* DATASET:
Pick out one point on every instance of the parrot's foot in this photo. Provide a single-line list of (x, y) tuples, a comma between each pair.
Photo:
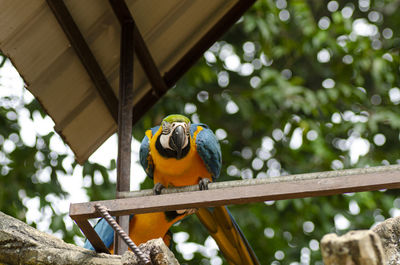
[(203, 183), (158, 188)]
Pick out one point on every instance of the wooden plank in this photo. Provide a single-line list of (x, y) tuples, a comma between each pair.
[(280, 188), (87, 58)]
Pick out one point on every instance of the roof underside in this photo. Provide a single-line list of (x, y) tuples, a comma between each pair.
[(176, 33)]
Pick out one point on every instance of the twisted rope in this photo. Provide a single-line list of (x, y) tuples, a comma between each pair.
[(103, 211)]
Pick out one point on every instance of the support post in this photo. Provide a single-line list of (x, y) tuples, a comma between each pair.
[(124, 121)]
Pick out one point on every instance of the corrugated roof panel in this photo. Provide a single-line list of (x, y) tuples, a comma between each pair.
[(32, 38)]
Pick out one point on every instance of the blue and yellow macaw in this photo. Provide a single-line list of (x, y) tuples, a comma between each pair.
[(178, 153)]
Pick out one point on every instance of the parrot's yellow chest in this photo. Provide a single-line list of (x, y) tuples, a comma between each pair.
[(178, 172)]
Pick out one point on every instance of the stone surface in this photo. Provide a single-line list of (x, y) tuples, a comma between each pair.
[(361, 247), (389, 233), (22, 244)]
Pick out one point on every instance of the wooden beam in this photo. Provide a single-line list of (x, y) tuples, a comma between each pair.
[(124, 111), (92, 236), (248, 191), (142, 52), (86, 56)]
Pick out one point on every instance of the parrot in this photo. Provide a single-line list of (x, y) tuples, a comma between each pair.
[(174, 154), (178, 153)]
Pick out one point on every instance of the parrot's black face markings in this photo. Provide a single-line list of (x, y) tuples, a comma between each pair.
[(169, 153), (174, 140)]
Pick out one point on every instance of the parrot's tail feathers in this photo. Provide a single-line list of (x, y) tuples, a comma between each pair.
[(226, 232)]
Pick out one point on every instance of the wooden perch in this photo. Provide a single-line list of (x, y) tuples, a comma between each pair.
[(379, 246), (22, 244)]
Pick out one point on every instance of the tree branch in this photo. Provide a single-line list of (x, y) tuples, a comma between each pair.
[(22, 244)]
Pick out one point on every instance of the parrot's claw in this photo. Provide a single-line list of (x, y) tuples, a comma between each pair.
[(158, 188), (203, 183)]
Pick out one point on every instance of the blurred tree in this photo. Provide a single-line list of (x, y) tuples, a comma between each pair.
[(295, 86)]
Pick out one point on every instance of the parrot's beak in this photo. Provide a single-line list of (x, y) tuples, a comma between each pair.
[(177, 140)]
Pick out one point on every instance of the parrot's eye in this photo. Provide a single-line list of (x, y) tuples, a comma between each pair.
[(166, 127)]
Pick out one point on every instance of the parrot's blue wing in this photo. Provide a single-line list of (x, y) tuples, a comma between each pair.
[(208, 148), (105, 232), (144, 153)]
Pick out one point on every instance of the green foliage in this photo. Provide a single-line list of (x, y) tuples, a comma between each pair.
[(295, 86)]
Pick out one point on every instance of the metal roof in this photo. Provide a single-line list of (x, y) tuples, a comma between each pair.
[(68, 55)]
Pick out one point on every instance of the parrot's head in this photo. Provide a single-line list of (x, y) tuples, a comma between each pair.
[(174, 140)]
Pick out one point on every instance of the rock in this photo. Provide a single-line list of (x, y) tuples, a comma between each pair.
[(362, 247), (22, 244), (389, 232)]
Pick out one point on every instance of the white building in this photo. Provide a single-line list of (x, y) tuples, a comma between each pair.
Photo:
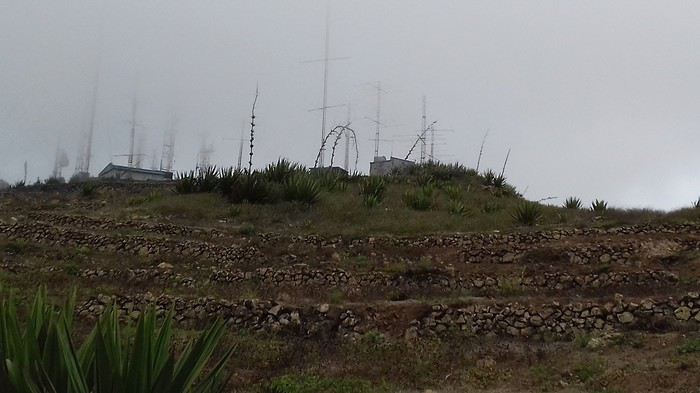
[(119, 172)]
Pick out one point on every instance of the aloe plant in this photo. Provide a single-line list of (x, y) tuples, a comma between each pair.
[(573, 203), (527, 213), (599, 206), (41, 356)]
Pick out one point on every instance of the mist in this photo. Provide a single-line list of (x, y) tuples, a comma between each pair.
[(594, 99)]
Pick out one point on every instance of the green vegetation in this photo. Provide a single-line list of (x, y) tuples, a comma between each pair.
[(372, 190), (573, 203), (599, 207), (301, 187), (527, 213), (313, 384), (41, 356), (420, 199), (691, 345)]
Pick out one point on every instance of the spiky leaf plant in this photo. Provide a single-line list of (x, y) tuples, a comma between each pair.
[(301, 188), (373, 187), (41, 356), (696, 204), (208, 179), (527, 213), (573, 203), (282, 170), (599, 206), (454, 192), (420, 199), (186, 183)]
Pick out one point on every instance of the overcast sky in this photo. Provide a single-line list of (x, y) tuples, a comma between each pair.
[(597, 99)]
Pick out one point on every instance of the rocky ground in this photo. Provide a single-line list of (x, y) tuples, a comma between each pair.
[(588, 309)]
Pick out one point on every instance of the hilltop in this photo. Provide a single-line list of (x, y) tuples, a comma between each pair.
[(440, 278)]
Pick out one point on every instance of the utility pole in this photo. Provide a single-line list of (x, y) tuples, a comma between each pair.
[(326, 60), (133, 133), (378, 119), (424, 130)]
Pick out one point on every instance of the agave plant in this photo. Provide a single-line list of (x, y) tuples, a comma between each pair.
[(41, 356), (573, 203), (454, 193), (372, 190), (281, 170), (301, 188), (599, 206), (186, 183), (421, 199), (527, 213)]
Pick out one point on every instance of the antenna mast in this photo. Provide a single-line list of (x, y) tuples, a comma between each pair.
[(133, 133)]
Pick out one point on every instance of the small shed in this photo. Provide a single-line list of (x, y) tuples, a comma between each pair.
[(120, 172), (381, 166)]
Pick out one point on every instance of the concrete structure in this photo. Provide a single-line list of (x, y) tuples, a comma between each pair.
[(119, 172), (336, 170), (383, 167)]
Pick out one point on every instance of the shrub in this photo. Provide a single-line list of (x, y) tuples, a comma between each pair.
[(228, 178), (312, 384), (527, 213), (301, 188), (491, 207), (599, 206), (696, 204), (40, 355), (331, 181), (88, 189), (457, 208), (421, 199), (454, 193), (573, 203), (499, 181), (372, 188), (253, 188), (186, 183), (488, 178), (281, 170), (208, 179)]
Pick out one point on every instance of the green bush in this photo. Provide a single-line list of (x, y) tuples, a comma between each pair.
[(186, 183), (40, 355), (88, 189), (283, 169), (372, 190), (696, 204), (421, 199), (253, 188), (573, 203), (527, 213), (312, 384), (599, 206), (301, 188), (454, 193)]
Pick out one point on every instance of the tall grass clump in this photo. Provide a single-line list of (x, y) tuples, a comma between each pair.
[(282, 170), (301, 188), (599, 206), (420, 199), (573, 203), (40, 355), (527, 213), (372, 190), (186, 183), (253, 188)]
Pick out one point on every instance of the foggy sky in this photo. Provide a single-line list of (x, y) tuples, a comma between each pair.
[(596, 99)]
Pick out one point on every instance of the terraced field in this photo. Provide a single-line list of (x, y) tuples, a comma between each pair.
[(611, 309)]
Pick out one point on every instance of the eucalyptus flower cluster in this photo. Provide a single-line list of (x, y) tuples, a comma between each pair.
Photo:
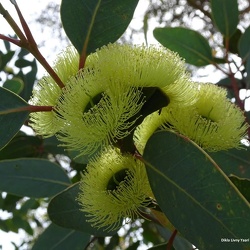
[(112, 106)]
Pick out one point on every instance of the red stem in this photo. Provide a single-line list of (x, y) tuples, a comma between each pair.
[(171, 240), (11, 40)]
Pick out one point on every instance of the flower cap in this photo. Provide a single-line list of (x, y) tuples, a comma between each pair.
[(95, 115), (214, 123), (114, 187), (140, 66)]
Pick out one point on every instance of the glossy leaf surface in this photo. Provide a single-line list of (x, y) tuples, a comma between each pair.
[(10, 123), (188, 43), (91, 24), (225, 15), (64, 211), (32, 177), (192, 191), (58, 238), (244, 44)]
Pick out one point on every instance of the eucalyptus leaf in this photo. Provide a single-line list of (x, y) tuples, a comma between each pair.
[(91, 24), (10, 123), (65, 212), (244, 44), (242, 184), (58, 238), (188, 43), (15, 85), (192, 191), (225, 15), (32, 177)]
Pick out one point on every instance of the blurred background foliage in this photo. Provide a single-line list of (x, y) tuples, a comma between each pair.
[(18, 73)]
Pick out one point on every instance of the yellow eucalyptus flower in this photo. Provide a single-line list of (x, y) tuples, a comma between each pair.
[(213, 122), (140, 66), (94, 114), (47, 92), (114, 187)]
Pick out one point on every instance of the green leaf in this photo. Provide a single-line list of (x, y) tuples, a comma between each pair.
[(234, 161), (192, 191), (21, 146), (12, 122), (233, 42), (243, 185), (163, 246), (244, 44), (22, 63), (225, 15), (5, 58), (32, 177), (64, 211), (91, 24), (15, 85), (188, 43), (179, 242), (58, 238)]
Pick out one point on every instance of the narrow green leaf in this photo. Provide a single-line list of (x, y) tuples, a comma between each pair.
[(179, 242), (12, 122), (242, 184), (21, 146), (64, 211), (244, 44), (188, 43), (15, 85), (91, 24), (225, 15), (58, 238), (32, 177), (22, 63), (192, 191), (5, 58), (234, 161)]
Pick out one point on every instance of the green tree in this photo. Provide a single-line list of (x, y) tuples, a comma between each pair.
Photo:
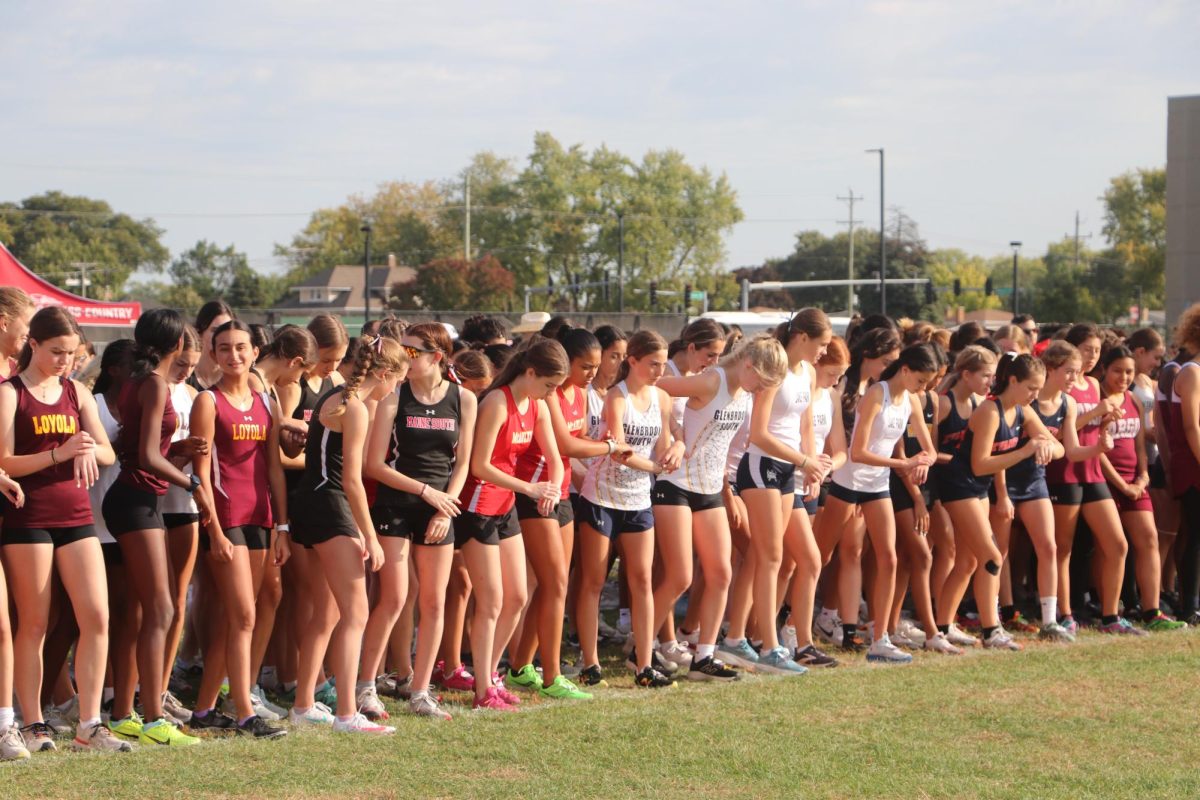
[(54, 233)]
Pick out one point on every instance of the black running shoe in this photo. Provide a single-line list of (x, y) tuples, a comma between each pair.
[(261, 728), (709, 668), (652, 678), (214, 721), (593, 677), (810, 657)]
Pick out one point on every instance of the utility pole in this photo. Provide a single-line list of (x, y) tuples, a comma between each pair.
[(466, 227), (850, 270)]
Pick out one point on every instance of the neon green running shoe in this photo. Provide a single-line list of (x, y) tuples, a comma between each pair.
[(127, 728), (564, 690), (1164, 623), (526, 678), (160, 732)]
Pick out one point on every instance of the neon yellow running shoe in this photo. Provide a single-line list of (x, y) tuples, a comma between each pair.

* WORK REQUEST: Leaving out every line before the one with "Pick out one point on every instance of the neon green", print the rest of the listing above exactly, through its final line.

* SOLUTION BELOW:
Pick out one point on every instance of the neon green running shoe in this photo. Provide a single-line list of (x, y) tuples, a comma between each pair.
[(127, 728), (564, 690), (1164, 623), (526, 678), (160, 732)]
Pick out one point on every instance of the neon yellow running shoe in this photo. Provide a single-line list of (x, y) tuples, a comma between each pair.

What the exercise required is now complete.